#### TRAVAIL À FAIRE:
1. D'après le texte sur la création de noms de marque, quelles valeurs Hans Roger Snook veut-il véhiculer avec le mot Orange ?
2. Recopiez sans modification le passage du texte sur la création de noms de marque qui va de « Nathalie Parmentier et » à « prison à vie. ».
3. Poursuivez le texte sur la création de noms de marque à partir de sa dernière phrase.

#### DOCUMENT SOURCE:
- - - - - - -

Orange, parmi les pionniers

Nous sommes en 1994. Le champ sémantique de la téléphonie est dominé par des noms de marque comprenant le radical « com » : France Télécom, British Télécom, Deutsche Telecom, Belgacom, Telecom Italia… Faisant fi de la concurrence et suivant son instinct, l’entrepreneur Hans Roger Snook crée une
nouvelle marque de téléphonie mobile. Il l’appelle Orange. À l’époque, on se gausse, on ne donne pas cher d’un nom « qui n’a pas de rapport avec la choucroute ».

Hans Roger Snook explique qu’avec le mot Orange, il entend véhiculer des valeurs d’optimisme et d’énergie. Il ne faut pas prendre le mot au premier degré, explique-t-il, et laisser le temps désémantiser (perdre sons sens original) le mot pour qu’il devienne une marque. Peu d’observateurs l’ont compris. En
2000, quand je demandais aux participants d’un remue-méninges de me dire à quoi il pensait quand je leur montrais la couleur orange, la majorité d’entre eux répondait : un agrume. Si je fais le même test aujourd’hui, on s’exclame « la compagnie de téléphonie mobile ».
Snook s’était projeté. Snook a gagné.

Les quatre cas concrets ci-dessous illustrent l’importance de se projeter en création de nom. Imaginer ce qu’un mot peut devenir sur le long terme, tel est le secret d’une bonne création de marque.

Elles ont pris pour Perpète

Nathalie Parmentier et Sandra Héteau sont deux entrepreneuses issues du secteur de l’habillement. Elles décident de créer une marque de vêtement à destination des 0-6 ans, sans obsolescence programmée. Des habits qui durent longtemps, voilà l’une des promesses. Quand je leur propose Perpète, elles savent qu’une connotation négative existe, qu’on peut penser à la prison à vie.

- - - - - - -

#### DONNÉES FOURNIES:
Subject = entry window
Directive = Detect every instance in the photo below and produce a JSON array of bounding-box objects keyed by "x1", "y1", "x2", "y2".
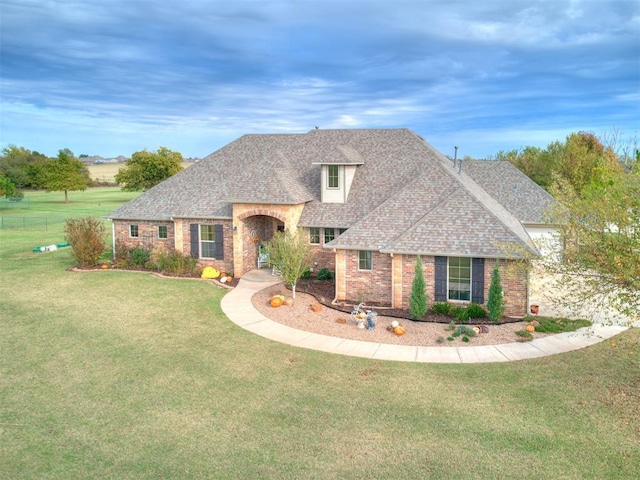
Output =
[
  {"x1": 358, "y1": 250, "x2": 372, "y2": 270},
  {"x1": 327, "y1": 165, "x2": 340, "y2": 188},
  {"x1": 309, "y1": 227, "x2": 320, "y2": 245},
  {"x1": 448, "y1": 257, "x2": 471, "y2": 302},
  {"x1": 200, "y1": 225, "x2": 216, "y2": 258},
  {"x1": 324, "y1": 228, "x2": 336, "y2": 243}
]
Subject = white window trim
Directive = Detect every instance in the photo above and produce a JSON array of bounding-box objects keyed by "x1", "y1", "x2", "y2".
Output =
[
  {"x1": 358, "y1": 250, "x2": 373, "y2": 272},
  {"x1": 447, "y1": 257, "x2": 473, "y2": 303}
]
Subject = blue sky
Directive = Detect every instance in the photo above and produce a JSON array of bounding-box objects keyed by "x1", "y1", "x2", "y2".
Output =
[{"x1": 0, "y1": 0, "x2": 640, "y2": 158}]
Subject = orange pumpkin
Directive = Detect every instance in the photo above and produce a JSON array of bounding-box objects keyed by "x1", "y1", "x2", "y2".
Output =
[{"x1": 393, "y1": 325, "x2": 407, "y2": 337}]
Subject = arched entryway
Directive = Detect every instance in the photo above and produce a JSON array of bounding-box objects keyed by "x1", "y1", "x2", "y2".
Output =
[{"x1": 238, "y1": 210, "x2": 286, "y2": 274}]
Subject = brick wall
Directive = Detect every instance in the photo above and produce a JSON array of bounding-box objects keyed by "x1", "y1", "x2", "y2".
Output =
[{"x1": 341, "y1": 250, "x2": 392, "y2": 305}]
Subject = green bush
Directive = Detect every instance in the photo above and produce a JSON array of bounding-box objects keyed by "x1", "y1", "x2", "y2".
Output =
[
  {"x1": 431, "y1": 302, "x2": 451, "y2": 316},
  {"x1": 64, "y1": 217, "x2": 105, "y2": 268},
  {"x1": 318, "y1": 267, "x2": 333, "y2": 280},
  {"x1": 155, "y1": 252, "x2": 198, "y2": 277},
  {"x1": 451, "y1": 307, "x2": 469, "y2": 323},
  {"x1": 127, "y1": 245, "x2": 151, "y2": 267},
  {"x1": 467, "y1": 303, "x2": 487, "y2": 318},
  {"x1": 409, "y1": 255, "x2": 428, "y2": 318},
  {"x1": 535, "y1": 317, "x2": 591, "y2": 333}
]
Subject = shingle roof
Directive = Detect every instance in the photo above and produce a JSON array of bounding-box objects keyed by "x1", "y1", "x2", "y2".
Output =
[{"x1": 110, "y1": 125, "x2": 550, "y2": 257}]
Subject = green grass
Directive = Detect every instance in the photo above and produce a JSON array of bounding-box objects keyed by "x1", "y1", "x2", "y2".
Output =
[{"x1": 0, "y1": 189, "x2": 640, "y2": 479}]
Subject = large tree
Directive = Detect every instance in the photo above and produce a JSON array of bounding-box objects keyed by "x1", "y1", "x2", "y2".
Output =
[
  {"x1": 115, "y1": 147, "x2": 183, "y2": 191},
  {"x1": 545, "y1": 159, "x2": 640, "y2": 318},
  {"x1": 44, "y1": 148, "x2": 90, "y2": 203},
  {"x1": 0, "y1": 145, "x2": 49, "y2": 190}
]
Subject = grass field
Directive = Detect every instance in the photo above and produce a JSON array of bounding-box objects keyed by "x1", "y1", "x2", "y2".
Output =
[{"x1": 0, "y1": 189, "x2": 640, "y2": 479}]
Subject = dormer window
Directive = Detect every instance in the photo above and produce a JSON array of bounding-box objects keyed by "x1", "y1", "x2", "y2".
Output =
[{"x1": 327, "y1": 165, "x2": 340, "y2": 188}]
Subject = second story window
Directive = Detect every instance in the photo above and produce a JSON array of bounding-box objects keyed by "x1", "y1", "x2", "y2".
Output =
[{"x1": 327, "y1": 165, "x2": 340, "y2": 188}]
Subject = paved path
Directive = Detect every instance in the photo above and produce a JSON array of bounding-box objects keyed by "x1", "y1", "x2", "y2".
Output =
[{"x1": 221, "y1": 269, "x2": 627, "y2": 363}]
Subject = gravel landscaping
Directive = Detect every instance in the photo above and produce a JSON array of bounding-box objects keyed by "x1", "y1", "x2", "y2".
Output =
[{"x1": 252, "y1": 284, "x2": 549, "y2": 347}]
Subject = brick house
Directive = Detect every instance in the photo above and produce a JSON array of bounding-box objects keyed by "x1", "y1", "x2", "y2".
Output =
[{"x1": 109, "y1": 129, "x2": 552, "y2": 316}]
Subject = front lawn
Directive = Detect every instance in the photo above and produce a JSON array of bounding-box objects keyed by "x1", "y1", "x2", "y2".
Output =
[{"x1": 0, "y1": 189, "x2": 640, "y2": 479}]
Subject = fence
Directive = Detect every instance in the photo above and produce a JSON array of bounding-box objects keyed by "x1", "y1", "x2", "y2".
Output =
[{"x1": 0, "y1": 215, "x2": 111, "y2": 232}]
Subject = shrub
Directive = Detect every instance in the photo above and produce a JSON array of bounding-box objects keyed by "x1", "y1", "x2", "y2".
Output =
[
  {"x1": 156, "y1": 252, "x2": 198, "y2": 278},
  {"x1": 451, "y1": 307, "x2": 469, "y2": 322},
  {"x1": 467, "y1": 303, "x2": 487, "y2": 318},
  {"x1": 431, "y1": 302, "x2": 451, "y2": 316},
  {"x1": 409, "y1": 255, "x2": 427, "y2": 318},
  {"x1": 127, "y1": 245, "x2": 151, "y2": 267},
  {"x1": 64, "y1": 217, "x2": 105, "y2": 268},
  {"x1": 487, "y1": 262, "x2": 505, "y2": 322},
  {"x1": 318, "y1": 267, "x2": 333, "y2": 280},
  {"x1": 536, "y1": 317, "x2": 591, "y2": 333}
]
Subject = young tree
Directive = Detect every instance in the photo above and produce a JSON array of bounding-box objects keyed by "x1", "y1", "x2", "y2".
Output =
[
  {"x1": 64, "y1": 217, "x2": 105, "y2": 268},
  {"x1": 409, "y1": 255, "x2": 427, "y2": 318},
  {"x1": 264, "y1": 230, "x2": 313, "y2": 298},
  {"x1": 0, "y1": 173, "x2": 16, "y2": 197},
  {"x1": 44, "y1": 148, "x2": 90, "y2": 203},
  {"x1": 487, "y1": 262, "x2": 505, "y2": 322},
  {"x1": 115, "y1": 147, "x2": 182, "y2": 191}
]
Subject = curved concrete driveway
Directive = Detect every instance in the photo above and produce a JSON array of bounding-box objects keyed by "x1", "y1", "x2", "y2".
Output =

- - - - - - -

#### CORRIGÉ:
1. Des valeurs d'optimisme et d'énergie.

2.
Nathalie Parmentier et Sandra Héteau sont deux entrepreneuses issues du secteur de l’habillement. Elles décident de créer une marque de vêtement à destination des 0-6 ans, sans obsolescence programmée. Des habits qui durent longtemps, voilà l’une des promesses. Quand je leur propose Perpète, elles savent qu’une connotation négative existe, qu’on peut penser à la prison à vie.

3.
Mais elles réussissent à se projeter et identifient l’intérêt d’un mot qui a des sonorités enfantines (choupette, galipette…) et qu’on retient facilement. Et puis, ne dit-on pas quand on vient d’avoir un bébé, qu’on a pris pour perpète ?

17h10, l’heure des braves

Amélie Delacour et Caroline Rey ont décidé de créer une marque de tailleurs féminins le jour où, en route pour une réunion, elles déploraient la difficulté pour une femme de garnir son garde-robe. Leurs tailleurs seraient de toutes les sorties, professionnelles ou personnelles. 17h10 traduisait bien cette polyvalence. Elles ont eu le mérite de voir qu’un horaire pouvait devenir une marque. Surtout, elles ont compris la richesse de la marque en termes de branding et de communication.

Napaqaro, faire bouger les lignes de la restauration

Le brief était clair : créer le nouveau nom du Groupe Buffalo Grill en dépoussiérant le secteur de la restauration. La situation était idéale : Jocelyn Olive et Pierre Lourties étaient ouverts à l’originalité. Attention, il faut que différence et pertinence aillent de pair. Si Napaqaro fonctionne c’est parce qu’il reprend les codes de la gastronomie populaire (nappe à carreaux), rappelant Courtepaille, et que son écriture lui donne un côté amérindien qui rappelle l’univers de Buffalo Grill, l’autre enseigne du groupe. Le nom a fait le buzz et le nombre des franchisés a augmenté. Nos décideurs ont vu juste.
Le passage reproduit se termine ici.